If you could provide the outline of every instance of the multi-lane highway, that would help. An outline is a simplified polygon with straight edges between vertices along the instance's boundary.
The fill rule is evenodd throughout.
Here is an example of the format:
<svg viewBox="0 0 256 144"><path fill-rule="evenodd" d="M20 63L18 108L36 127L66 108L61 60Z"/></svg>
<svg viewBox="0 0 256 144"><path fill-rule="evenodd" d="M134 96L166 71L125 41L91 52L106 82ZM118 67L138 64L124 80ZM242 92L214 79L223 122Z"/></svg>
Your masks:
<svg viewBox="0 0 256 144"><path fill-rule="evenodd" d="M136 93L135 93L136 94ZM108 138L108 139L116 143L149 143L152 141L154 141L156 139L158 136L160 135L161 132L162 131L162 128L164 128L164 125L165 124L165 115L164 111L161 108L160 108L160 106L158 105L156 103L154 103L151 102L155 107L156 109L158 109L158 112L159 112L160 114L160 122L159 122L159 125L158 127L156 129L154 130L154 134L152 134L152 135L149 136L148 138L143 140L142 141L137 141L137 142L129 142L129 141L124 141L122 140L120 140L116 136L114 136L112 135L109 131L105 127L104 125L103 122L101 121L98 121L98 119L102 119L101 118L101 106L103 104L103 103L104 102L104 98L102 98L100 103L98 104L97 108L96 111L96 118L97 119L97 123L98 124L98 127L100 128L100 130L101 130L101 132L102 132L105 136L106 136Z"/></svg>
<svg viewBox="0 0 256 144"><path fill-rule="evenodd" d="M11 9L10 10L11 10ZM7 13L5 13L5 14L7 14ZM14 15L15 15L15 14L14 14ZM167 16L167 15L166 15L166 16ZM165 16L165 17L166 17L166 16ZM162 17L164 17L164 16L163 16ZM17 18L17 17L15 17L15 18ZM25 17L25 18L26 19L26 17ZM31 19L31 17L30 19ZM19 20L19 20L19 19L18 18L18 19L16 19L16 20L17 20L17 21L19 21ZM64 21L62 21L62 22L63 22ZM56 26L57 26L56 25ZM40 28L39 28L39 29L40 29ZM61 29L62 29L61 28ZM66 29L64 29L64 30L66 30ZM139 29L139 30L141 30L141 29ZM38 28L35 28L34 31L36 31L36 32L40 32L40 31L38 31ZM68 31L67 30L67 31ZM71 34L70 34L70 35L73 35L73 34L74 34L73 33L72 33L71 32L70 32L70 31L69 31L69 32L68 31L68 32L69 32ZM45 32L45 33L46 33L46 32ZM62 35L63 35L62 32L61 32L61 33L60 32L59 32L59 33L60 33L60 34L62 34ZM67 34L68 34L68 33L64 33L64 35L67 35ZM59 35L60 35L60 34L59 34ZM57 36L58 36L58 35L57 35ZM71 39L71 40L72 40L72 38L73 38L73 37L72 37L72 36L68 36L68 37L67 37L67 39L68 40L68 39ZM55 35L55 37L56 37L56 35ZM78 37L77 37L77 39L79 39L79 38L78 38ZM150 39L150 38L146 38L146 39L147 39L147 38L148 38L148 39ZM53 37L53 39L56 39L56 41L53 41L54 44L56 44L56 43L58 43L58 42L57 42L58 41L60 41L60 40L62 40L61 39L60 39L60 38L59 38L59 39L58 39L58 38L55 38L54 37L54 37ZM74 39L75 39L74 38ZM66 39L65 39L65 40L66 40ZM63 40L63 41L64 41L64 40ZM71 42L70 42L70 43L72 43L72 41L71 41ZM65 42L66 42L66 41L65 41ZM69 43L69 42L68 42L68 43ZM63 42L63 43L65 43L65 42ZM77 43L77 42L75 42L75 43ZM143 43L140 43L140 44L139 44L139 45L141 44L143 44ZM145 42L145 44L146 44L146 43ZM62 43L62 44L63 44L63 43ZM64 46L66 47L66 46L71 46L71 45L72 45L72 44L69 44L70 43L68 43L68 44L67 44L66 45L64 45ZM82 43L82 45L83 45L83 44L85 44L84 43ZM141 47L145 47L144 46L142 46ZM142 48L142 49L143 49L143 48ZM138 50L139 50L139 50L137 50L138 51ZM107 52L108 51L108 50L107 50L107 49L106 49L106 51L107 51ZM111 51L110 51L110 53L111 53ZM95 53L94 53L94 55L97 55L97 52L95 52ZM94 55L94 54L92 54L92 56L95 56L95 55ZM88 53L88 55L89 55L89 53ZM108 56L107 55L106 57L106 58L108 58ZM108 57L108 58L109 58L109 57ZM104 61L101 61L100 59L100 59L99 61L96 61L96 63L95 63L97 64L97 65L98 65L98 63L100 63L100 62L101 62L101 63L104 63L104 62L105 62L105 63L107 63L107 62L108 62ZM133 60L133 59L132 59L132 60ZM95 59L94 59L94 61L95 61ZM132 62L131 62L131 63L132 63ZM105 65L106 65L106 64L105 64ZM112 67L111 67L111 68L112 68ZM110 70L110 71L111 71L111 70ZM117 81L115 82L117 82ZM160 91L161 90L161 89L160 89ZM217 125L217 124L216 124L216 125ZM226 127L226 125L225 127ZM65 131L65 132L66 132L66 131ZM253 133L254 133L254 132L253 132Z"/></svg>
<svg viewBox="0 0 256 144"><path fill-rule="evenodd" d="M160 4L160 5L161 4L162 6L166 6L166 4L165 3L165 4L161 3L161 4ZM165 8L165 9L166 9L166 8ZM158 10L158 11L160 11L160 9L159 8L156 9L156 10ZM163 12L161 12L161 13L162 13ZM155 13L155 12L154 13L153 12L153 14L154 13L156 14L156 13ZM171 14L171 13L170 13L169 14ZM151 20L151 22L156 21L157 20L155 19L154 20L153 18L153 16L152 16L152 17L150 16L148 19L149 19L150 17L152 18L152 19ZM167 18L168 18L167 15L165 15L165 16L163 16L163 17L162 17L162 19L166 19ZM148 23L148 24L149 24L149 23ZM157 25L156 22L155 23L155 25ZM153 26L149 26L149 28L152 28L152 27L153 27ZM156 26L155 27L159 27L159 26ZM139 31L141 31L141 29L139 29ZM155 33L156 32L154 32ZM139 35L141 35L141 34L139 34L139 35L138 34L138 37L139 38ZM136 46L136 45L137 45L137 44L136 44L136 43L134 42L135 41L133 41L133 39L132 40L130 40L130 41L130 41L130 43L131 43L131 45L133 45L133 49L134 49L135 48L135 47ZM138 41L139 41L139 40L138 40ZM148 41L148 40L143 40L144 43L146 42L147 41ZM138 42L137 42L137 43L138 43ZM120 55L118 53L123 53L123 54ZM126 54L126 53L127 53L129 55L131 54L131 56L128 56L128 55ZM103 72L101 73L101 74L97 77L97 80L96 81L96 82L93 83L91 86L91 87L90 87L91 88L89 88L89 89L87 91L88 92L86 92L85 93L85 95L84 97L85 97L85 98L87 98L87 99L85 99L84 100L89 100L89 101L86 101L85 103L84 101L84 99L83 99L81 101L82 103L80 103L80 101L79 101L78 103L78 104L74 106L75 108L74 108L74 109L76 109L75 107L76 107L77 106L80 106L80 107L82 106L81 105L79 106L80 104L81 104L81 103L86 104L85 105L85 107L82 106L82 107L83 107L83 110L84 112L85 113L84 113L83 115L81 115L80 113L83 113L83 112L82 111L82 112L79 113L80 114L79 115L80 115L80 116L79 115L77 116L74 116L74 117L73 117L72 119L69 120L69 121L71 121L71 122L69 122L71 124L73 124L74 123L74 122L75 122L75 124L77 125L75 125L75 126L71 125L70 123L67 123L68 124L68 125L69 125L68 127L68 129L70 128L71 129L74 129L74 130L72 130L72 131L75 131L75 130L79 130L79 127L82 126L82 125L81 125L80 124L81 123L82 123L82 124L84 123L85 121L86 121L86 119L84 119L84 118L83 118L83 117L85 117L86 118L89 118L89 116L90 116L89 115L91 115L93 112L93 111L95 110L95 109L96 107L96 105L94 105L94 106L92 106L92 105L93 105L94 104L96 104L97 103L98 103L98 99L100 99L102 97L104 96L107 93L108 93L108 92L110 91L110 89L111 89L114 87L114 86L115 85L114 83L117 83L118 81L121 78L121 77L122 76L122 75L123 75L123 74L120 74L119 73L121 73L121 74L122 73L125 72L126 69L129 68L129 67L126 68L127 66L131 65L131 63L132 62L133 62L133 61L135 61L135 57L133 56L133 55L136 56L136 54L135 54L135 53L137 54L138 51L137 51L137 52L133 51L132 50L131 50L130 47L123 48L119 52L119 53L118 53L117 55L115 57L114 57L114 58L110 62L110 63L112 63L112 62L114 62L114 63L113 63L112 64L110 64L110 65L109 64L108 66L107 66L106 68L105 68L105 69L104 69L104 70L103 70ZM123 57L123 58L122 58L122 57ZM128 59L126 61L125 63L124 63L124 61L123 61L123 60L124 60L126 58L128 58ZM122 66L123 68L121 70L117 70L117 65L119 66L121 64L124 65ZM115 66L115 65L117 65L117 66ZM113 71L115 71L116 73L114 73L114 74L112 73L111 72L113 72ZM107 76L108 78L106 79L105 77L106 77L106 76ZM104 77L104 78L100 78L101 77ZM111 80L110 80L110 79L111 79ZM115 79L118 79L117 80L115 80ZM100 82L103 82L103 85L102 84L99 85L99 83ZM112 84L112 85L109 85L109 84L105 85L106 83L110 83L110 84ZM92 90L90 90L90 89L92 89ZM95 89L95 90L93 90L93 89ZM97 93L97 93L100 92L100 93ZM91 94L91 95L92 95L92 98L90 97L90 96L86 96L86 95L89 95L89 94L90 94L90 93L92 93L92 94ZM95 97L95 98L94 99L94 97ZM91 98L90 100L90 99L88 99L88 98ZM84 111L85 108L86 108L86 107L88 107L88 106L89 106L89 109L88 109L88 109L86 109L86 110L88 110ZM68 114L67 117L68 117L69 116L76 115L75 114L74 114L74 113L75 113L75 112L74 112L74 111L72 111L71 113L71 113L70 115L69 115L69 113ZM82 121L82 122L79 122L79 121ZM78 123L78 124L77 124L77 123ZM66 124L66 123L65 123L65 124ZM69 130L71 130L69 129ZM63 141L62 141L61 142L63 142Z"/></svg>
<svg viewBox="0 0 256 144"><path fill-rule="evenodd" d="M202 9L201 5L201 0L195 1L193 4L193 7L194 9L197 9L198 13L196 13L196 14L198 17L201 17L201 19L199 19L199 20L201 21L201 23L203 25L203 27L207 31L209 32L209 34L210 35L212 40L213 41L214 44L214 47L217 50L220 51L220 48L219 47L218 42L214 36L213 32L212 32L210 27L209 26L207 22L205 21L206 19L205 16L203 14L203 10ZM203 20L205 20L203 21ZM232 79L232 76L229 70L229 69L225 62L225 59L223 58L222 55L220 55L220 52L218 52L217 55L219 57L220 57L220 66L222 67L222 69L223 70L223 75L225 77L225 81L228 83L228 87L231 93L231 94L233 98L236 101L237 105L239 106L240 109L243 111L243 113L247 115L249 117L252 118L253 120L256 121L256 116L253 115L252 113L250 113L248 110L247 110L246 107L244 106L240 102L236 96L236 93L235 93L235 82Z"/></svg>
------
* Instructions to follow *
Please return the records from their first line up to and including the line containing "93L135 93L136 94ZM108", reproducing each line without change.

* Reply to the task *
If you could provide the outline of every instance of the multi-lane highway, that would help. An outline is a simplified polygon with straight edges between vertices along the instance's boundary.
The fill rule is evenodd throughout.
Here is an example of the format:
<svg viewBox="0 0 256 144"><path fill-rule="evenodd" d="M20 63L18 108L36 127L66 108L61 60Z"/></svg>
<svg viewBox="0 0 256 144"><path fill-rule="evenodd" d="M134 96L166 71L125 41L91 52L106 82ZM118 67L138 64L124 80ZM242 92L214 79L223 122Z"/></svg>
Your masks:
<svg viewBox="0 0 256 144"><path fill-rule="evenodd" d="M136 93L135 93L136 94ZM108 138L108 139L116 143L149 143L152 141L154 141L156 139L158 136L160 135L161 132L162 131L162 128L164 128L164 125L165 124L165 115L164 111L161 108L160 108L160 106L158 105L156 103L154 103L151 102L155 107L156 109L158 109L158 112L159 112L160 114L160 122L159 122L159 125L158 127L156 129L154 130L154 134L152 134L152 135L149 136L148 138L143 140L142 141L137 141L137 142L129 142L129 141L124 141L122 140L120 140L116 136L114 136L112 135L109 131L105 127L104 125L103 122L101 121L98 121L98 119L102 119L101 118L101 106L103 104L103 103L104 102L104 98L102 98L100 103L98 104L97 108L96 111L96 118L97 119L97 123L98 124L98 127L100 128L100 130L101 130L101 132L102 132L105 136L106 136Z"/></svg>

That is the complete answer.